Task set:
a) List every finding given under the "Findings" heading in the summary of the CheY-P molarity model.
b) Recast the paragraph beginning "This paper introduces a stochastic Langevin model" from the CheY-P molarity summary as a short bulleted list.
c) Continue the summary of the stochastic CheY-P molarity model, starting after its final sentence.

Given text:
== Segment start ==

Stochastic model for the CheY-P molarity in the neighbourhood of E. coli flagella motors

TL;DR

This paper introduces a stochastic Langevin model for CheY-P molarity fluctuations near E. coli flagella motors, explaining run/tumble dynamics, ultrasensitivity, and effects of flagella number on chemotactic robustness.

Contribution

It presents a novel stochastic differential equation model linking CheY-P molarity fluctuations to bacterial motility patterns, with analytical results matching experimental data.

Findings

Run- and tumble-time distributions fit experimental data as a combination of exponentials.

Power-law behavior emerges in run-time distributions under unstimulated conditions.

Flagella number influences motor sensitivity and chemotactic robustness.

== Segment end ==

Stored data entries
== Segment start ==

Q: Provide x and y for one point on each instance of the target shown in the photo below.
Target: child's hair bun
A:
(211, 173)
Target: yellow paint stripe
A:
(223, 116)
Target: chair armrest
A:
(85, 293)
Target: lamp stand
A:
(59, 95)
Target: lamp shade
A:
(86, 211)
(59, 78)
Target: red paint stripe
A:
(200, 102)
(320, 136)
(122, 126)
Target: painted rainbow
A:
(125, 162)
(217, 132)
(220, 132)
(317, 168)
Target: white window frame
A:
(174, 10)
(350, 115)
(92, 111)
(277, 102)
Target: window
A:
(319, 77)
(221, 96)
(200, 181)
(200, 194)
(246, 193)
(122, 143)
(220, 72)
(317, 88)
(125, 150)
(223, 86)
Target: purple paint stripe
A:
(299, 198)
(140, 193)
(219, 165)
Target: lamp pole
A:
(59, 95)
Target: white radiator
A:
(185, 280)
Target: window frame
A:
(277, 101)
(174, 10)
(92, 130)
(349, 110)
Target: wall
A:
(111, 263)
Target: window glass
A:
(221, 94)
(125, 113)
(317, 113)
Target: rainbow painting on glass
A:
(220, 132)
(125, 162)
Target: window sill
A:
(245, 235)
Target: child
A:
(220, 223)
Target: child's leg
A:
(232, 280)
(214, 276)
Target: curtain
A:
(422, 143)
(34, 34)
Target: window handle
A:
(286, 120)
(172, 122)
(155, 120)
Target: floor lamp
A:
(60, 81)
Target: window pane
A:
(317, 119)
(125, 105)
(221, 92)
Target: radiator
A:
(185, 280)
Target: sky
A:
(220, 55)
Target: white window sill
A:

== Segment end ==

Answers to the exercises:
a)
- Run- and tumble-time distributions fit experimental data as a combination of exponentials.
- Power-law behavior emerges in run-time distributions under unstimulated conditions.
- Flagella number influences motor sensitivity and chemotactic robustness.

b)
- Model: a stochastic Langevin model of CheY-P molarity fluctuations near E. coli flagella motors
- Explains run/tumble dynamics
- Explains ultrasensitivity
- Explains how flagella number affects chemotactic robustness

c)
Abstract

E.coli serves as prototype for the study of peritrichous enteric bacteria that perform runs and tumbles alternately. Bacteria run forward as a result of the counterclockwise (CCW) rotation of their flagella bundle and perform tumbles when at least one of their flagella rotates clockwise (CW), moving away from the bundle. The flagella are hooked to molecular rotary motors of nanometric diameter able to make transitions between CCW and CW rotations that last up to one hundredth of a second. At the same time, flagella move or rotate the bacteria's body microscopically during lapses that range between a tenth and ten seconds. We assume that the transitions between CCW and CW rotations occur solely by fluctuations of CheY-P molarity in the presence of two threshold values, and that a veto rule selects the run or tumble motions. We present Langevin eqs for the CheY-P molarity in the vicinity of each molecular motor. This model allows to obtain the run- or tumble-time distribution as a linear combination of decreasing exponentials that is a function of the steady molarity of CheY-P in the neighbourhood of the molecular motor, which fits experimental data. In turn, if the internal signaling system is unstimulated, we show that the runtime distributions reach power-law behaviour, a characteristic of self-organized systems, in some time range and, afterwards, exponential cutoff. In addition, our model explains without any fitting parameters the ultrasensitivity of the flagella motors as a function of the steady state of CheY-P molarity. In addition, we show that the tumble bias for peritrichous bacterium has a similar sigmoid-shape to the CW bias, although shifted to lower concentrations when the flagella number increases. Thus, the increment in the flagella number allows lower operational values for each motor increasing amplification and robustness of the chemotatic pathway.